_MATERIAL PROVIDED_:

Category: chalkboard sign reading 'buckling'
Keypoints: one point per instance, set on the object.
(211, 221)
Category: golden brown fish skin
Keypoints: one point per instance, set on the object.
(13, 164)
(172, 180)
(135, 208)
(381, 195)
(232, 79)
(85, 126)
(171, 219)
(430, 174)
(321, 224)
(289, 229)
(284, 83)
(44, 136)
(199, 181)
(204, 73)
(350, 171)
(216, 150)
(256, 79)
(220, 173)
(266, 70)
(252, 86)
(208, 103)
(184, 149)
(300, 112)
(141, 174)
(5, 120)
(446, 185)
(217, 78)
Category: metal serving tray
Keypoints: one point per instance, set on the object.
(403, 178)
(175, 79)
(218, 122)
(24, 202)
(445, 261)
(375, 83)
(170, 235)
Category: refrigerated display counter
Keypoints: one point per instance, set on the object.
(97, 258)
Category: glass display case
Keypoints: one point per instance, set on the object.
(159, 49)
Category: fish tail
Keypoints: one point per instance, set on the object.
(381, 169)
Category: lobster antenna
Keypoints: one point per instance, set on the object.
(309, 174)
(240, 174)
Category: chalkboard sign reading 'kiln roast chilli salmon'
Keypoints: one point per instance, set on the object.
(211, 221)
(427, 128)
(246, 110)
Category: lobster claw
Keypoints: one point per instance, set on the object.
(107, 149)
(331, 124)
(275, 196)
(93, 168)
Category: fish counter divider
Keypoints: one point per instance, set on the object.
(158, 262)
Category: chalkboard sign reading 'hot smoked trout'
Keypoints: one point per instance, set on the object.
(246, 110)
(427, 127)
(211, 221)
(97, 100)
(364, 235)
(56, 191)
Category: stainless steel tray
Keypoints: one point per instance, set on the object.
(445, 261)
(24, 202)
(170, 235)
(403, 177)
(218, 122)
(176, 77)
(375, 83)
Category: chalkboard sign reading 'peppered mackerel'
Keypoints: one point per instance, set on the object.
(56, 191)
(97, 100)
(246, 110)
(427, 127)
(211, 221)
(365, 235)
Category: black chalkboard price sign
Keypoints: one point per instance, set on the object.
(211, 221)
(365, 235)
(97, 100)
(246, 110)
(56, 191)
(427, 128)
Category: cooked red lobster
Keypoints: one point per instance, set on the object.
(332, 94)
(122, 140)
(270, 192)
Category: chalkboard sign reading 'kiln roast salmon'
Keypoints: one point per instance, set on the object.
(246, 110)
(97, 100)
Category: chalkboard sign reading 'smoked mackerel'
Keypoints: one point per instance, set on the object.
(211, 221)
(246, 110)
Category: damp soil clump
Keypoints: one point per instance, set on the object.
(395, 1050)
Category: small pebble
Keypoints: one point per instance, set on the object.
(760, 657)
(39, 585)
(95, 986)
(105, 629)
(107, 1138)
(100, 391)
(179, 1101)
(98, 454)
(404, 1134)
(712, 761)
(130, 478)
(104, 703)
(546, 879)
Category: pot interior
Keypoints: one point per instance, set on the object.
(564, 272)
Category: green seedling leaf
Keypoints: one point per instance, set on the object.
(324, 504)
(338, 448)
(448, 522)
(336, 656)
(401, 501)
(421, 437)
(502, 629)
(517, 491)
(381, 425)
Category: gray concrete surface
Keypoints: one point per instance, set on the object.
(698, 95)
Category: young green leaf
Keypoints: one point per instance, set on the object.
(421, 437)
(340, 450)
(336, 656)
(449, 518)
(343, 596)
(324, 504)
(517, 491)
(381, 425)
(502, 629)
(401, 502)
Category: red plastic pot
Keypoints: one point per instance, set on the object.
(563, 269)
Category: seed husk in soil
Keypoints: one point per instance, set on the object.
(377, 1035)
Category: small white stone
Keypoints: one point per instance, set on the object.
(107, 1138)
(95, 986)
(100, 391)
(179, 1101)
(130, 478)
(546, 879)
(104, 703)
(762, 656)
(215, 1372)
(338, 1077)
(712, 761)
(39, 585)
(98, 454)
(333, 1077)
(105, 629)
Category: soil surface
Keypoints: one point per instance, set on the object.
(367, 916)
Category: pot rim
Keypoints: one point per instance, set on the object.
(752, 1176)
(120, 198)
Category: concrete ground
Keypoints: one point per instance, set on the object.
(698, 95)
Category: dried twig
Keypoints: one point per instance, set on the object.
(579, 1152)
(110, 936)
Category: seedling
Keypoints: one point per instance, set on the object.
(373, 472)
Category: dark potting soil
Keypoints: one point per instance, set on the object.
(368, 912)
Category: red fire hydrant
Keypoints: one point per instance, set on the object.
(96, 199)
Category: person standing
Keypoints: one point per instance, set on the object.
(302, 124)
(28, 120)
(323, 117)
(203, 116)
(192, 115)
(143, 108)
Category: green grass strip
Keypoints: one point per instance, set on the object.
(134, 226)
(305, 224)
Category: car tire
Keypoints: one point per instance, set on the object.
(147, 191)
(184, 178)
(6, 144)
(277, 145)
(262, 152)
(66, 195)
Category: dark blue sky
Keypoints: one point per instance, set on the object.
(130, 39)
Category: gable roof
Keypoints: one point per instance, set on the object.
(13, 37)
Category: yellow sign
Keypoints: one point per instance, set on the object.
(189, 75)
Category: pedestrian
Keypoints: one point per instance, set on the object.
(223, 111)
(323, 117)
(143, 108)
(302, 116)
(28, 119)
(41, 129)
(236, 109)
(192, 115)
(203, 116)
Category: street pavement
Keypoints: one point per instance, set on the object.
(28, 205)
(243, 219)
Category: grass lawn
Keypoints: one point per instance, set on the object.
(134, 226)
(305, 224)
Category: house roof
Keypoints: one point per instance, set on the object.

_DESCRIPTION OF THE TASK_: Above is a listing; print exactly its lines from the one with "Category: red fire hydrant" through the one with "Category: green grass strip", and no other lines.

_TASK OUTPUT_:
Category: red fire hydrant
Keypoints: one point per instance, set on the object.
(96, 199)
Category: person standing
Keypoints: one point per instance, set on the object.
(302, 124)
(28, 120)
(323, 117)
(203, 116)
(192, 115)
(143, 108)
Category: green grass strip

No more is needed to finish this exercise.